PROMPT 1: Render the entries as a two-column CSV, starting at the line containing "Mark one point on every instance of the banner" and ending at the line containing "x=122 y=181". Use the column names "task" and "value", and give one row per entry: its wording under "task" and its answer under "value". Put each in a single quoted field, with line breaks replaced by spaces.

* Begin PAGE TEXT *

There were 17 items in the first two tests. Items 1 through 5 were dichotomous fill-in-the-blanks items, Items 6 through 15 were dichotomous multiple-choice items, and the last 2 constructed-response items were polytomously scored. Among the 20 items in the last test, Items 1 through 6 were dichotomous fill-in-the-blanks items, Items 7 through 17 were dichotomous multiple-choice items, and last 3 constructed-response items were polytomously scored. For the current study, only dichotomous items were used. Items 1, 3, 6, 7, and 8 on Occasion 1 were the same as Items 2, 5, 9, 12, and 15 on Occasion 2. Items 1 and 8 on Occasion 1 were the same as Items 5 and 16 on Occasion 3, and Items 7 and 10 on Occasion 2 were the same as Items 13 and 8 on Occasion 3. Three Q-matrices and test structure are presented in Figures 6 and 7, respectively. Students with missing responses to more than 7 items were removed, while other missing data were treated as missing at random. The final cleaned data set contained 197 students, 15 dichotomous items in the first two occasions and 17 dichotomous items on the last occasion.

Figure 6.

Three K × I_t Q-matrices for the empirical example where blank means 0, gray means 1, red or blue square represents anchor items.

Figure 7.

Test structure for the empirical example. Nonanchor items are omitted. Occasion is in parenthesis.

Analysis

Consistent with the simulation study, response data from different occasions were combined and calibrated simultaneously. Likewise, items on Occasion 2 were recoded as Items 16 through 30 and those on Occasion 3 were recoded as Items 31–47, accordingly. Thus, the longitudinal data was a 197 × 47 matrix and the longitudinal Q-matrix was constructed as a 47 × 12 matrix.

Two models were fitted to the data, a complete model (denoted as cLong-DINA), in which seven specific dimensions (γ₁–γ₇) were included for all anchor items, and a simple model (denoted as sLong-DINA) that ignored any specific dimensions. As aforementioned, θ _n ₁ and all γ _m s were constrained to follow a standard normal distribution, and the item slopes on each γ _m were constrained to be equal and need to be estimated. The M₂ statistic (Hansen et al., 2016) was used to evaluate the absolute model data fit, and the Akaike information criterion (AIC; Akaike, 1974) and Bayesian information criterion (BIC; Schwarz, 1978) were computed for each model to evaluate the relative model data fit. The likelihood ratio test (i.e., ▵ −2 log-likelihood [▵ −2LL]) was also employed as the sLong-DINA model is nested within the cLong-DINA model.

* End PAGE TEXT *
* Begin RECORDS SHOWN *

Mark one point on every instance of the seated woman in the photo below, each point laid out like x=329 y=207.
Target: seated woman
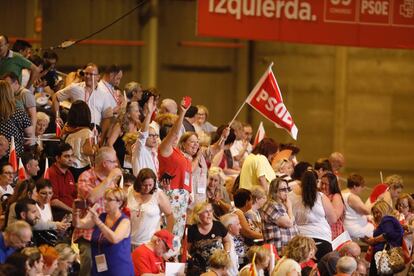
x=330 y=187
x=243 y=203
x=389 y=191
x=405 y=206
x=128 y=123
x=78 y=134
x=216 y=192
x=204 y=237
x=147 y=204
x=111 y=241
x=298 y=250
x=388 y=231
x=313 y=212
x=253 y=215
x=279 y=225
x=261 y=258
x=66 y=258
x=219 y=264
x=356 y=212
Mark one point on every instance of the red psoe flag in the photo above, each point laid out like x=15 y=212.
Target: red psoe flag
x=46 y=174
x=12 y=155
x=260 y=134
x=22 y=172
x=267 y=99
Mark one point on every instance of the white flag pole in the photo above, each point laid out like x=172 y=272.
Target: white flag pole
x=254 y=89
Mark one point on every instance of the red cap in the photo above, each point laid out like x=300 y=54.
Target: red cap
x=166 y=236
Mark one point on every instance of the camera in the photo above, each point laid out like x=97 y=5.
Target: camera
x=146 y=95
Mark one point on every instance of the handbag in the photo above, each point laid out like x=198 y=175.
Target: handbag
x=389 y=261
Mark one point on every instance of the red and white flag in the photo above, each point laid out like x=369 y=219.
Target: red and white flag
x=267 y=99
x=13 y=155
x=260 y=134
x=22 y=171
x=46 y=174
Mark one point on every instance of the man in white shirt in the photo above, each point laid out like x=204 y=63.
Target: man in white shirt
x=110 y=80
x=144 y=153
x=89 y=92
x=6 y=179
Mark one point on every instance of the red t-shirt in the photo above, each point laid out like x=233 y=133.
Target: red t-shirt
x=176 y=164
x=145 y=261
x=63 y=185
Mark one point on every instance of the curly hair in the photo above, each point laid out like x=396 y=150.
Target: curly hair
x=299 y=248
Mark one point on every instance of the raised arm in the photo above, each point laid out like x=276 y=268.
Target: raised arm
x=166 y=146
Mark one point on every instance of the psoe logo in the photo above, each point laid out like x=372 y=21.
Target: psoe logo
x=290 y=9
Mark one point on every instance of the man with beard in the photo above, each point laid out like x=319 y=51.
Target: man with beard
x=63 y=182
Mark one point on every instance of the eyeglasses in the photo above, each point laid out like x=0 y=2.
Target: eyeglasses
x=111 y=199
x=46 y=193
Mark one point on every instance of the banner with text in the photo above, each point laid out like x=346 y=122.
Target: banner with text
x=366 y=23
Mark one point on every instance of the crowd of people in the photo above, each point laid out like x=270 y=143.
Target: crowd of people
x=122 y=181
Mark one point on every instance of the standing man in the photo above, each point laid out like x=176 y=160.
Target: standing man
x=110 y=80
x=14 y=62
x=144 y=154
x=89 y=92
x=63 y=182
x=31 y=165
x=92 y=185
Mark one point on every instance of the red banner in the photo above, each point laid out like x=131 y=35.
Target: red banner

* End RECORDS SHOWN *

PROMPT 2: Set down the passage from the text on the longitudinal tests word for word, starting at "Three K × I_t" and ending at "47 × 12 matrix.".

TASK OUTPUT 1:
task,value
"Mark one point on every instance of the banner with text in the photo above, each point laid out like x=346 y=122. Target: banner with text","x=366 y=23"
"Mark one point on every instance of the crowd of people in the photo above, each point laid out like x=270 y=143. Target: crowd of people","x=122 y=181"

TASK OUTPUT 2:
Three K × I_t Q-matrices for the empirical example where blank means 0, gray means 1, red or blue square represents anchor items.

Figure 7.

Test structure for the empirical example. Nonanchor items are omitted. Occasion is in parenthesis.

Analysis

Consistent with the simulation study, response data from different occasions were combined and calibrated simultaneously. Likewise, items on Occasion 2 were recoded as Items 16 through 30 and those on Occasion 3 were recoded as Items 31–47, accordingly. Thus, the longitudinal data was a 197 × 47 matrix and the longitudinal Q-matrix was constructed as a 47 × 12 matrix.